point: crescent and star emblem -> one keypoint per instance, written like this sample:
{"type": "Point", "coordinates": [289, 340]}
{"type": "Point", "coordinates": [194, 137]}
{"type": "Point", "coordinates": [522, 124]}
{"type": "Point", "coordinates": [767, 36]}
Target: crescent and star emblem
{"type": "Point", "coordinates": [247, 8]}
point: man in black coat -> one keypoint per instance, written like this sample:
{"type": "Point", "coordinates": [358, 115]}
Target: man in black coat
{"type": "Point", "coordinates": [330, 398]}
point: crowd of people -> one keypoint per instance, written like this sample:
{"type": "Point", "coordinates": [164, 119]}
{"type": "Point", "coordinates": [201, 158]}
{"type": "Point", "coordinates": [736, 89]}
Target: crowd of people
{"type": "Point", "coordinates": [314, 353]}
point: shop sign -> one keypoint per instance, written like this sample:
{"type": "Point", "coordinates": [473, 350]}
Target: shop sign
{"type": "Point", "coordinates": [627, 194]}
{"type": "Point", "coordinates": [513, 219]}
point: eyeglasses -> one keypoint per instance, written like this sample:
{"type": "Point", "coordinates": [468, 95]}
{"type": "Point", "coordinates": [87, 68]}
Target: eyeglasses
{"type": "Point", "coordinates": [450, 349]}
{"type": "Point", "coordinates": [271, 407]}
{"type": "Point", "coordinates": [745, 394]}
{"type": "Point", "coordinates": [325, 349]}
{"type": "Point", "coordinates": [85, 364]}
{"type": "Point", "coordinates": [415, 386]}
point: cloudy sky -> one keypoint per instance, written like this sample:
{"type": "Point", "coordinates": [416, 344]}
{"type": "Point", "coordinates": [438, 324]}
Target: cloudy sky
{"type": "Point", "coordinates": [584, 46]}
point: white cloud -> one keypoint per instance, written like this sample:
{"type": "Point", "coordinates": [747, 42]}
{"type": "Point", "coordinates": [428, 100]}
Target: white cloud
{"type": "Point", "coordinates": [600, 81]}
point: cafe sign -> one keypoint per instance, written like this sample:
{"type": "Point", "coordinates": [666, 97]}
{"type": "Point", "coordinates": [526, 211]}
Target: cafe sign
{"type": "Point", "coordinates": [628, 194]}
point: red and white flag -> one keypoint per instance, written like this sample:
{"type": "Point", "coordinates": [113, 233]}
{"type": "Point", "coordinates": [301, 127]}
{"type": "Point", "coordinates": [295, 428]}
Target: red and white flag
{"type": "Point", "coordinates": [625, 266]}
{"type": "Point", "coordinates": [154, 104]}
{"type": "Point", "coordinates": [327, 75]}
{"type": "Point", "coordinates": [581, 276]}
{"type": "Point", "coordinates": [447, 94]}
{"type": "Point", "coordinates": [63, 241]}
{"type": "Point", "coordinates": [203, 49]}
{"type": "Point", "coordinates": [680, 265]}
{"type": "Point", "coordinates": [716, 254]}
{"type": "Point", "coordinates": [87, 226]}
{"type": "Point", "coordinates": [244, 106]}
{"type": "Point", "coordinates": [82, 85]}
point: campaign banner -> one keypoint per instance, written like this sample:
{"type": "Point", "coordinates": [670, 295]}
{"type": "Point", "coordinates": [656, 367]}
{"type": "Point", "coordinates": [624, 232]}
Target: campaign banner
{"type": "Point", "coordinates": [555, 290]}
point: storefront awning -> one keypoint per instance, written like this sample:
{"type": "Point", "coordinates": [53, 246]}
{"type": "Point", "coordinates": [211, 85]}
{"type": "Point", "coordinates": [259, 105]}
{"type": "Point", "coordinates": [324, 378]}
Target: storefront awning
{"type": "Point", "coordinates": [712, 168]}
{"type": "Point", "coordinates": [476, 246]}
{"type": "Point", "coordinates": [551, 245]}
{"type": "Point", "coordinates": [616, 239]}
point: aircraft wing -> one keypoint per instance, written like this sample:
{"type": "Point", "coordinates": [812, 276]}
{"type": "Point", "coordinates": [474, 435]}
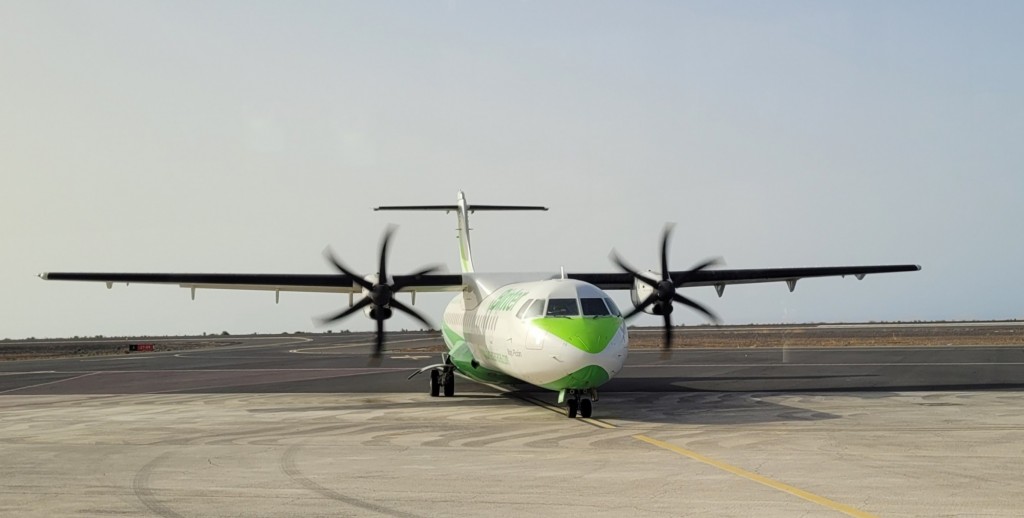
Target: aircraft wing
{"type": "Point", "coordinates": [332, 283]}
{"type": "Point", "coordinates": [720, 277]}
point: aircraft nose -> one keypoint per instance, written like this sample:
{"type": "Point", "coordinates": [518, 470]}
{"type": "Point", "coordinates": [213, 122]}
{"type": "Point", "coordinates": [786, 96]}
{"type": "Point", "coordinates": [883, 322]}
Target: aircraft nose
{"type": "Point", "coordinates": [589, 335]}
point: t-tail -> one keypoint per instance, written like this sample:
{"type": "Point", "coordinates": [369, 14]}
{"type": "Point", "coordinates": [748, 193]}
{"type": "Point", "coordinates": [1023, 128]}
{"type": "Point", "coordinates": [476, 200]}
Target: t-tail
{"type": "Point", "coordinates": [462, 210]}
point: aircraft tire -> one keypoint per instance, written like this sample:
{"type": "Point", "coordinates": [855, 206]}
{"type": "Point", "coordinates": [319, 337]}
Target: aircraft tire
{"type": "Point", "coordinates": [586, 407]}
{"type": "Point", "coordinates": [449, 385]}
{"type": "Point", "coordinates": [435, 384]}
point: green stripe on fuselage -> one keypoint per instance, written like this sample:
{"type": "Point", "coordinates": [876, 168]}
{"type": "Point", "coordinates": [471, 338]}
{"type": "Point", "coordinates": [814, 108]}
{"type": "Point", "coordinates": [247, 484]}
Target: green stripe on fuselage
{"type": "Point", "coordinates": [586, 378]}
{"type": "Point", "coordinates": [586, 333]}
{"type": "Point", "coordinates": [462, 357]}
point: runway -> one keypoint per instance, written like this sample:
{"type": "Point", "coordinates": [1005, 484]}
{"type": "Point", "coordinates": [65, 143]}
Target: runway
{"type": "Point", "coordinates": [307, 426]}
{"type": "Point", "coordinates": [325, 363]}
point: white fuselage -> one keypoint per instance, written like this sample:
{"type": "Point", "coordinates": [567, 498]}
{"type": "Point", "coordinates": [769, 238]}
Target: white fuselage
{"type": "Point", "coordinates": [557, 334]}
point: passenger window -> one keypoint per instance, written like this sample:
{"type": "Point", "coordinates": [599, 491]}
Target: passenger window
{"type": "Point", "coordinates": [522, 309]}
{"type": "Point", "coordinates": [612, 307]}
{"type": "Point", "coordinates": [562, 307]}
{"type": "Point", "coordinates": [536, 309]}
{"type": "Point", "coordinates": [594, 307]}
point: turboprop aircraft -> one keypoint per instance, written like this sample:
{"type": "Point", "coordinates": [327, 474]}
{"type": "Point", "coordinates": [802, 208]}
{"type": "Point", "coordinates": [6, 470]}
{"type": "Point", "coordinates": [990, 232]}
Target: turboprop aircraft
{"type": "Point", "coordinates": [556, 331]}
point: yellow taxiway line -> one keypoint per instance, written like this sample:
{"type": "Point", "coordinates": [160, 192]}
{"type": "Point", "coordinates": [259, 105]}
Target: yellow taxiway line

WORK TO BE COMPLETED. Rewrite the lines above as a numbered list, omitting any blank lines, beginning with the line that contains "point: white fuselage" and continuing through the final line.

FULL OUTPUT.
1. point: white fuselage -> one keypoint per instance, written like this sample:
2. {"type": "Point", "coordinates": [567, 498]}
3. {"type": "Point", "coordinates": [769, 238]}
4. Target: white fuselage
5. {"type": "Point", "coordinates": [557, 334]}
6. point: passenger window -> one keypoint per instance, written like this sample:
7. {"type": "Point", "coordinates": [599, 491]}
8. Target: passenger window
9. {"type": "Point", "coordinates": [522, 309]}
10. {"type": "Point", "coordinates": [612, 307]}
11. {"type": "Point", "coordinates": [562, 307]}
12. {"type": "Point", "coordinates": [536, 309]}
13. {"type": "Point", "coordinates": [594, 307]}
14. point: turboprop aircraft -> one keypoint per instance, written like this sample:
15. {"type": "Point", "coordinates": [327, 474]}
16. {"type": "Point", "coordinates": [802, 208]}
17. {"type": "Point", "coordinates": [6, 470]}
18. {"type": "Point", "coordinates": [990, 232]}
19. Target: turboprop aircraft
20. {"type": "Point", "coordinates": [556, 331]}
21. point: yellow taxiway line -> one keypoint per instance, written like this sample:
22. {"type": "Point", "coordinates": [160, 192]}
23. {"type": "Point", "coordinates": [259, 105]}
24. Target: yellow taxiway line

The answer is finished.